Work instruction → In the answer, each entry below appears exactly as given, and no picture appears at all.

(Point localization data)
***
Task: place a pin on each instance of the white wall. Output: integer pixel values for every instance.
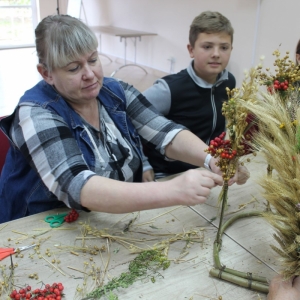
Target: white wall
(276, 23)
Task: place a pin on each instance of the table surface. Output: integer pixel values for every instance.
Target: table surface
(65, 255)
(122, 32)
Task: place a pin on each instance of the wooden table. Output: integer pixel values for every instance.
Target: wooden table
(122, 33)
(188, 275)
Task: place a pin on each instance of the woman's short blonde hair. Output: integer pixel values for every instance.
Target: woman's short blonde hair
(61, 39)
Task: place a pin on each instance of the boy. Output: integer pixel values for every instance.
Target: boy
(194, 96)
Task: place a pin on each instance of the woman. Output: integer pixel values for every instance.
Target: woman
(76, 137)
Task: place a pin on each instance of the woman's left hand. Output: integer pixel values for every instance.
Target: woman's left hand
(148, 176)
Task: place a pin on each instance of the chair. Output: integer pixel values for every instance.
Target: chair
(4, 146)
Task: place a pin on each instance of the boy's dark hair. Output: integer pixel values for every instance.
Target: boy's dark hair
(209, 22)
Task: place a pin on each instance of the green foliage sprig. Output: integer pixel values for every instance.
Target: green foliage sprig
(146, 265)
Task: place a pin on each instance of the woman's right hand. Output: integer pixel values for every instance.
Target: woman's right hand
(193, 186)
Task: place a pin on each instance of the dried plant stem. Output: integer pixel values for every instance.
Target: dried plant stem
(224, 201)
(248, 280)
(247, 283)
(269, 173)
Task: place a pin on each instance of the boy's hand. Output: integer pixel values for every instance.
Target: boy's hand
(193, 186)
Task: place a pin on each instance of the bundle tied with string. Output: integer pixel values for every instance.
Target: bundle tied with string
(240, 127)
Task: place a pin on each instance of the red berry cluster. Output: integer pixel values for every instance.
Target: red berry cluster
(50, 292)
(220, 147)
(72, 216)
(279, 86)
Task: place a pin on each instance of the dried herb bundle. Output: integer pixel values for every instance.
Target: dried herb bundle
(278, 140)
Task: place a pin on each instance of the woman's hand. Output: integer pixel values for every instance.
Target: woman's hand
(284, 290)
(148, 175)
(193, 186)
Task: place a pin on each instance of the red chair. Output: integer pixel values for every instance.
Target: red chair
***
Written response →
Task: place a pin on each instance of the white wall. Output: integer pixel values for every instance.
Target: white wall
(276, 23)
Task: place a pin on each instance of the table surface. Output: integer pixel values for every instance.
Target: table surface
(65, 255)
(122, 32)
Task: place a pin on each instance of the wooden table. Output: integer pixel values for every instance.
Target: wooden table
(122, 33)
(188, 275)
Task: place a pin on each instance of the woman's short blonde hair. Output: integer pixel values for every instance.
Target: woman's short blonde hair
(61, 39)
Task: place a pin on each instance of the boy. Output: integer pixel values for every instance.
Target: boy
(194, 96)
Task: place a pin on each instance of the woman. Output: integer pixel values for every instance.
Target: woman
(76, 137)
Task: place a pin on each instance of the woman's left hand. Output: integer pixel values for every instance.
Target: woman's left hand
(148, 176)
Task: place a pin on each instance of the chair. Output: integer pixel values for every instance.
Target: chair
(4, 146)
Task: place a pin on each instance of the boy's dark hair. Output: integer pixel values for every instance.
Target: boy's dark hair
(209, 22)
Task: place a pin on each instance of the green foliage sprig. Output: integer pixel values for every instance.
Target: green foliage sprig
(146, 265)
Task: place a pin on each instance of the woman's right hand. Output: integer pixel values for every instance.
Target: woman's right hand
(193, 186)
Task: place a pin on each instance of the dried plant stem. Output: integer pixel values for every instance.
Target: dried plant stem
(224, 201)
(248, 280)
(247, 283)
(269, 173)
Task: place a pin on each instance of the boy's hand. Output: integer pixel values for every instance.
Target: boy's hand
(193, 186)
Task: place a pin on each instance of the bundle tied with string. Output: integer pixel values for every instance.
Target: bundle tied with string
(240, 127)
Task: place a pin on each instance of the red berry cluster. Output: integer pixel values for every instance.
Target: red berry cluster
(50, 292)
(220, 147)
(72, 216)
(279, 86)
Task: place a pin on each instance of the dried herb bundle. Output: integer pixel values for every instance.
Target: dried herb bundle
(278, 140)
Task: place a pin on each instance of the woman's hand. Output: integer pixel values for every instance.
Target: woman's hand
(284, 290)
(148, 175)
(193, 186)
Task: place a pin on each instance of the red chair. Output: integer pixel values for every instance.
Target: red chair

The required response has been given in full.